Exercise brief:
Rewrite all of the material below, changing "return the mask of every instance" to "give a mask for each instance" and leaving everything else unchanged. Omit the pictures from your version.

— start Information supplied —

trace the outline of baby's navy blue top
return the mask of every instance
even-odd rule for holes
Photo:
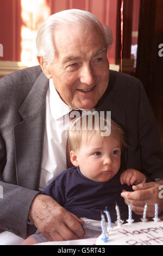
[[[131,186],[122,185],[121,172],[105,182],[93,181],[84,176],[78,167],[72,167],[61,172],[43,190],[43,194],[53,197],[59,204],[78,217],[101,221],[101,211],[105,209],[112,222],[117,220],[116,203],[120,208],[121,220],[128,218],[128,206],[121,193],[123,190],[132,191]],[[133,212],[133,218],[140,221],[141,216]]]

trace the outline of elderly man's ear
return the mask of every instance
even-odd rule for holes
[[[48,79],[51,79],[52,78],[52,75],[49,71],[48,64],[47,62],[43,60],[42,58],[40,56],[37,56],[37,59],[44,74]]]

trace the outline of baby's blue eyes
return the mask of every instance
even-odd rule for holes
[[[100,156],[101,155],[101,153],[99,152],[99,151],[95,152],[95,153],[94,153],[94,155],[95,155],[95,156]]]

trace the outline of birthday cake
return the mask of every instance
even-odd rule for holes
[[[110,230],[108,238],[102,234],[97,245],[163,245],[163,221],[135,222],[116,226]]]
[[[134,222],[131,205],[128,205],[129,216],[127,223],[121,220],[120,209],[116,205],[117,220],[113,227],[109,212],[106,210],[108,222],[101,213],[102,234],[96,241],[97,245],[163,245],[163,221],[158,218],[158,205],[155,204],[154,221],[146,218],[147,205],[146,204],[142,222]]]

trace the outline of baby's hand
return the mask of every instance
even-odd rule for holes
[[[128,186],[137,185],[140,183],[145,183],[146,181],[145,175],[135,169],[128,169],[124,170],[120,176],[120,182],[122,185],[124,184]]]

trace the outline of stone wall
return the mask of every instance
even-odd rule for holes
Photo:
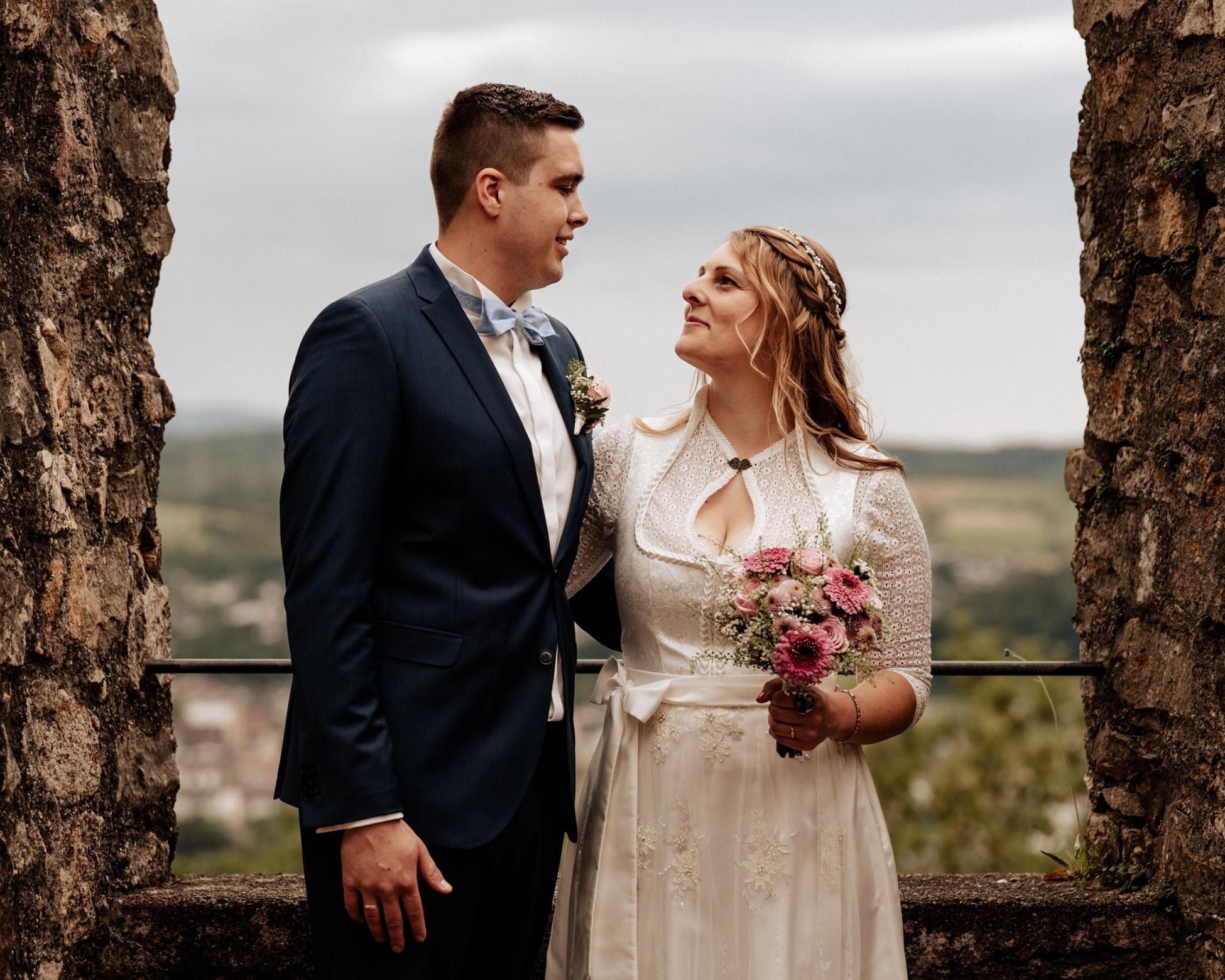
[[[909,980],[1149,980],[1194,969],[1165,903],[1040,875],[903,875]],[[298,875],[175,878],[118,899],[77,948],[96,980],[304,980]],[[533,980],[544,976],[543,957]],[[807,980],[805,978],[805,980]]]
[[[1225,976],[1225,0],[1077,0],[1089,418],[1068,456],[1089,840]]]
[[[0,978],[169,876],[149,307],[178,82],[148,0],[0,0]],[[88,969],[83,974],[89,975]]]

— end Information supplied —

Expected output:
trace the outline of baby's navy blue top
give a mask for each instance
even-odd rule for holes
Photo:
[[[131,186],[122,185],[121,172],[105,182],[93,181],[84,176],[78,167],[72,167],[61,172],[43,190],[43,194],[53,197],[59,204],[78,217],[101,221],[101,211],[105,209],[112,222],[117,220],[116,203],[120,208],[121,220],[128,218],[128,206],[121,193],[123,190],[132,191]],[[133,212],[133,218],[140,221],[141,216]]]

trace the outline of elderly man's ear
give a mask for each instance
even-odd rule for holes
[[[48,79],[51,79],[52,78],[52,75],[49,71],[48,64],[47,62],[43,60],[42,58],[40,56],[37,56],[37,59],[44,74]]]

trace the outline of baby's blue eyes
give a mask for each instance
even-odd rule for holes
[[[100,156],[101,155],[101,153],[99,152],[99,151],[95,152],[95,153],[94,153],[94,155],[95,155],[95,156]]]

trace the outline of birthday cake
give a mask for each instance
even-odd rule for holes
[[[110,230],[108,238],[102,234],[97,245],[163,245],[163,221],[135,222],[116,226]]]
[[[134,222],[131,205],[128,205],[129,216],[127,223],[121,220],[120,209],[116,205],[117,220],[113,227],[109,212],[106,210],[108,222],[101,213],[102,234],[96,241],[97,245],[163,245],[163,221],[158,218],[158,205],[155,204],[154,221],[146,218],[147,205],[146,204],[142,222]]]

trace the outline of baby's hand
give a mask for each instance
even-odd rule for holes
[[[128,186],[137,185],[140,183],[145,183],[146,181],[145,175],[135,169],[128,169],[124,170],[120,176],[120,182],[122,185],[124,184]]]

trace the outline of stone wall
give a mask for each instance
even-odd rule for holes
Photo:
[[[909,980],[1149,980],[1194,969],[1165,903],[1040,875],[903,875]],[[298,875],[175,878],[118,899],[77,948],[96,980],[304,980]],[[533,980],[544,976],[543,957]],[[807,980],[805,978],[805,980]]]
[[[1225,976],[1225,0],[1077,0],[1089,418],[1068,456],[1089,840]]]
[[[0,978],[169,876],[149,307],[178,82],[148,0],[0,0]],[[88,969],[83,974],[89,975]]]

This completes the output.